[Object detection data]
START
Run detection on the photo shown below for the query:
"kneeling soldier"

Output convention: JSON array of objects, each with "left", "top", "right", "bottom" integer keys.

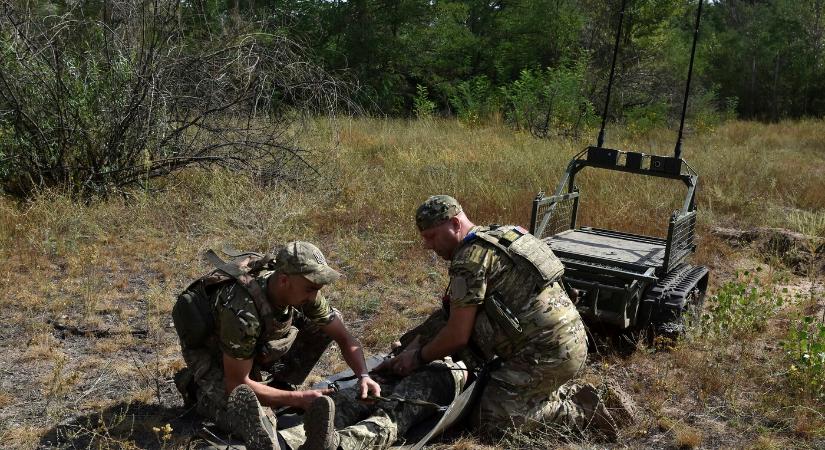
[
  {"left": 172, "top": 241, "right": 381, "bottom": 450},
  {"left": 376, "top": 195, "right": 636, "bottom": 436}
]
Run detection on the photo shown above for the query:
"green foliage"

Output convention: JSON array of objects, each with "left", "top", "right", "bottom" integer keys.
[
  {"left": 501, "top": 58, "right": 597, "bottom": 136},
  {"left": 702, "top": 269, "right": 784, "bottom": 339},
  {"left": 624, "top": 101, "right": 668, "bottom": 137},
  {"left": 449, "top": 76, "right": 499, "bottom": 125},
  {"left": 413, "top": 84, "right": 435, "bottom": 119},
  {"left": 784, "top": 316, "right": 825, "bottom": 399}
]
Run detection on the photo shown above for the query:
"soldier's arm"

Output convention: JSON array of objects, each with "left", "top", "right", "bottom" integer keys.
[
  {"left": 384, "top": 305, "right": 478, "bottom": 376},
  {"left": 321, "top": 315, "right": 381, "bottom": 398},
  {"left": 223, "top": 353, "right": 330, "bottom": 409},
  {"left": 418, "top": 305, "right": 478, "bottom": 363}
]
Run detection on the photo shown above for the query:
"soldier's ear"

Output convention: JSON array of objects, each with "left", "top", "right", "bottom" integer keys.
[{"left": 450, "top": 216, "right": 461, "bottom": 233}]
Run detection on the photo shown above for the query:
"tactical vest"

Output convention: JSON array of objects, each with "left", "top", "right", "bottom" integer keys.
[
  {"left": 172, "top": 250, "right": 298, "bottom": 364},
  {"left": 465, "top": 225, "right": 564, "bottom": 338}
]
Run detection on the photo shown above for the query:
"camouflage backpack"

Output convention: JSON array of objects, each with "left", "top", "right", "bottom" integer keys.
[{"left": 172, "top": 248, "right": 275, "bottom": 348}]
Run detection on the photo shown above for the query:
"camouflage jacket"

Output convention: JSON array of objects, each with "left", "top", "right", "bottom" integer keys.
[
  {"left": 447, "top": 226, "right": 583, "bottom": 359},
  {"left": 210, "top": 272, "right": 334, "bottom": 359}
]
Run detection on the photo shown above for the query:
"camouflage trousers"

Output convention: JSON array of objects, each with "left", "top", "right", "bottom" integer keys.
[
  {"left": 401, "top": 305, "right": 599, "bottom": 433},
  {"left": 182, "top": 312, "right": 332, "bottom": 432},
  {"left": 279, "top": 360, "right": 467, "bottom": 450}
]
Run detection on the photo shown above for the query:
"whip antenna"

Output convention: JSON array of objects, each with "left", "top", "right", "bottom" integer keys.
[
  {"left": 596, "top": 0, "right": 628, "bottom": 147},
  {"left": 672, "top": 0, "right": 703, "bottom": 158}
]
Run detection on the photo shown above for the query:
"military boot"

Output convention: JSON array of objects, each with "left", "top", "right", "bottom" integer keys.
[
  {"left": 227, "top": 384, "right": 281, "bottom": 450},
  {"left": 298, "top": 395, "right": 341, "bottom": 450}
]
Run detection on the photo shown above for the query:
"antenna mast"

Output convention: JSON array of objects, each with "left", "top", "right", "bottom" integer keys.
[
  {"left": 674, "top": 0, "right": 703, "bottom": 158},
  {"left": 596, "top": 0, "right": 628, "bottom": 147}
]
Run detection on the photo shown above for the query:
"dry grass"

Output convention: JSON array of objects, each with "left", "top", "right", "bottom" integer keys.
[{"left": 0, "top": 119, "right": 825, "bottom": 448}]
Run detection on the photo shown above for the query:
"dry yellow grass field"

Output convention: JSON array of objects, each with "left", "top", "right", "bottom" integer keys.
[{"left": 0, "top": 119, "right": 825, "bottom": 449}]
END
* _Brief_: Collect every line above that contains the word "camouflage" and copy each one in full.

* _Full solution_:
"camouflage backpack"
"camouflage jacket"
"camouflage trousers"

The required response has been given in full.